[Segmentation data]
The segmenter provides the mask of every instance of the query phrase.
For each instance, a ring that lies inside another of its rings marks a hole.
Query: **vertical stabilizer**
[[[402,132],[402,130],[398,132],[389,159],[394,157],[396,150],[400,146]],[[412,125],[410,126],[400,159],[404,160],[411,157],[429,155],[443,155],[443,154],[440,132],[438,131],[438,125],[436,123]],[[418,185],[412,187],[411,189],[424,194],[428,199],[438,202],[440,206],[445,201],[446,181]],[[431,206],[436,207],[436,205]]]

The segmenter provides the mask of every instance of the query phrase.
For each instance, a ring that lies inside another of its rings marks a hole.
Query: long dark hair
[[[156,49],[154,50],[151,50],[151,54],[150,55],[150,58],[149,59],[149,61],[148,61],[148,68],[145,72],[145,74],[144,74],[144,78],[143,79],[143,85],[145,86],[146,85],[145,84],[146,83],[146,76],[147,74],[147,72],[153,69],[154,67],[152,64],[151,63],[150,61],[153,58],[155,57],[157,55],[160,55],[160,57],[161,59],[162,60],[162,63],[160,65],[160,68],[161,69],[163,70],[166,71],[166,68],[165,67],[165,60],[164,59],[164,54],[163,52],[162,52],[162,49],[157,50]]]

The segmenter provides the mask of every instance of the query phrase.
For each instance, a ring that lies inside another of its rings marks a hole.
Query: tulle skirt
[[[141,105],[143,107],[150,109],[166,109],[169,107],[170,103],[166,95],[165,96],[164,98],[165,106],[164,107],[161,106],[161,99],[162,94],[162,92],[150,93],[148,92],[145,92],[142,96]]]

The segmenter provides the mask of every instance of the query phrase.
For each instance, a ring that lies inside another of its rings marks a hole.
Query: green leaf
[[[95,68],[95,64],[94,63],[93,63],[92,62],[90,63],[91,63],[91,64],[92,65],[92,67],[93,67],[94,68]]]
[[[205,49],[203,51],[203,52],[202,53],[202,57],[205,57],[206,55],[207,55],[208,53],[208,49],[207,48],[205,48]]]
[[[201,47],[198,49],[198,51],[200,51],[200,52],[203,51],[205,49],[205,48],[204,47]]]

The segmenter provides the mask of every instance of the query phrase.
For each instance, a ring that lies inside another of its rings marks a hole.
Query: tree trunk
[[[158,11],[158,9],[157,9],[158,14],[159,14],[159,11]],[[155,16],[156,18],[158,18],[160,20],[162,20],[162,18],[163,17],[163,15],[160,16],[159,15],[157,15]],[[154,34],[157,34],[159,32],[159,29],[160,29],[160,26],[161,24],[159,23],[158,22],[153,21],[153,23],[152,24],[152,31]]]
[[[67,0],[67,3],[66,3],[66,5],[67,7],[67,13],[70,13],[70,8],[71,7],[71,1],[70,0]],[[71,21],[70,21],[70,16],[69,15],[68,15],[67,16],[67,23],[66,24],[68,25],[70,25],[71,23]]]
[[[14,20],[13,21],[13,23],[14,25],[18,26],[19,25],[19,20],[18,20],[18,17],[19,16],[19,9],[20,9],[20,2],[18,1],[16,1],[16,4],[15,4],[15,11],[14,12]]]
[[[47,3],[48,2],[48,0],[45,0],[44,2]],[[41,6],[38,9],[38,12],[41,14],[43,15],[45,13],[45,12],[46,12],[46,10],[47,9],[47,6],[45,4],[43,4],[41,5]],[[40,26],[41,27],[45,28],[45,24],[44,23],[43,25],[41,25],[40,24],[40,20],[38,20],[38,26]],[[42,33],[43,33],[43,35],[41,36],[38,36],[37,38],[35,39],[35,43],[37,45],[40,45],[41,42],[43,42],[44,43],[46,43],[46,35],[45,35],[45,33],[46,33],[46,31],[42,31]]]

PROBLEM: Turn the listing above into a Markdown table with two columns, No. and Text. Give each non-blank line its own row, numbered in order, and skip the blank lines.

THE ANSWER:
| No. | Text |
|---|---|
| 1 | The segmenter provides the mask of every instance of the query phrase. |
| 2 | For each instance, a ring that lies inside another of its rings marks a hole. |
| 3 | Query: **vertical stabilizer** |
| 4 | [[[402,132],[402,130],[398,132],[389,159],[394,157],[396,150],[400,146]],[[412,125],[410,126],[400,159],[404,160],[411,157],[429,155],[443,155],[443,154],[440,132],[438,131],[438,125],[436,123]],[[418,185],[412,187],[411,189],[424,194],[428,199],[438,202],[440,206],[445,201],[446,181]],[[431,206],[436,207],[436,205]]] |
| 5 | The segmenter provides the mask of every instance of the query phrase. |
| 6 | For each instance, a ring that lies inside another of its rings marks a hole. |
| 7 | Query: long dark hair |
| 8 | [[[156,49],[154,50],[151,50],[151,54],[150,55],[150,58],[149,59],[149,61],[148,61],[148,68],[145,72],[145,74],[144,74],[144,78],[143,79],[143,85],[145,86],[146,85],[145,84],[146,83],[146,76],[147,74],[147,72],[153,69],[154,67],[152,64],[151,63],[150,61],[153,58],[155,57],[157,55],[160,55],[160,57],[161,59],[162,60],[162,63],[160,65],[160,68],[161,69],[163,70],[166,71],[166,68],[165,67],[165,60],[164,59],[164,54],[163,52],[162,52],[162,49],[157,50]]] |
| 9 | The segmenter provides the mask of every instance of the query phrase. |
| 10 | For each instance, a ring that lies inside another of its rings marks a hole. |
| 11 | Query: tulle skirt |
| 12 | [[[141,105],[143,107],[150,109],[166,109],[169,107],[170,103],[166,95],[165,96],[164,98],[165,106],[164,107],[161,106],[161,99],[162,94],[162,92],[150,93],[148,92],[145,92],[142,96]]] |
| 13 | The segmenter provides the mask of every instance of the query phrase. |
| 14 | For each instance, a ring that lies inside another of its rings marks a hole. |
| 15 | Query: green leaf |
| 16 | [[[95,68],[95,64],[94,63],[93,63],[92,62],[90,63],[91,63],[91,64],[92,65],[92,67],[93,67],[94,68]]] |
| 17 | [[[205,49],[203,51],[203,52],[202,53],[202,57],[205,57],[206,55],[207,55],[208,53],[208,49],[207,48],[205,48]]] |
| 18 | [[[201,47],[198,49],[198,51],[200,51],[200,52],[203,51],[205,49],[205,48],[204,47]]] |
| 19 | The segmenter provides the mask of every instance of the query phrase. |
| 20 | For each instance, a ring that lies inside another of its rings marks a hole. |
| 21 | Query: tree trunk |
| 22 | [[[158,11],[158,9],[157,9],[158,14],[159,14],[159,11]],[[155,16],[156,18],[158,18],[160,20],[162,20],[162,18],[163,17],[163,15],[160,16],[159,15],[157,15]],[[154,34],[157,34],[159,32],[159,29],[160,29],[160,26],[161,24],[159,23],[158,22],[153,21],[153,23],[152,24],[152,31]]] |
| 23 | [[[67,0],[67,3],[66,3],[66,5],[67,7],[67,13],[70,13],[70,8],[71,7],[71,1],[70,0]],[[71,21],[70,21],[70,16],[69,15],[68,15],[67,16],[67,23],[66,24],[68,25],[70,25],[71,23]]] |
| 24 | [[[14,20],[13,21],[13,23],[14,25],[18,26],[19,25],[19,20],[18,20],[18,17],[19,16],[19,9],[20,9],[20,2],[18,1],[16,1],[16,4],[15,4],[15,11],[14,12]]] |
| 25 | [[[47,3],[48,2],[48,0],[45,0],[44,2]],[[41,6],[38,9],[38,12],[41,14],[43,15],[45,13],[45,12],[46,12],[46,10],[47,9],[47,6],[45,4],[43,4],[41,5]],[[40,26],[41,27],[45,28],[45,24],[44,23],[43,25],[41,25],[40,24],[40,20],[38,20],[38,26]],[[42,33],[43,33],[43,35],[41,36],[38,36],[37,38],[35,39],[35,43],[37,45],[40,45],[41,42],[43,42],[44,43],[46,43],[46,35],[45,35],[45,33],[46,33],[46,31],[42,31]]] |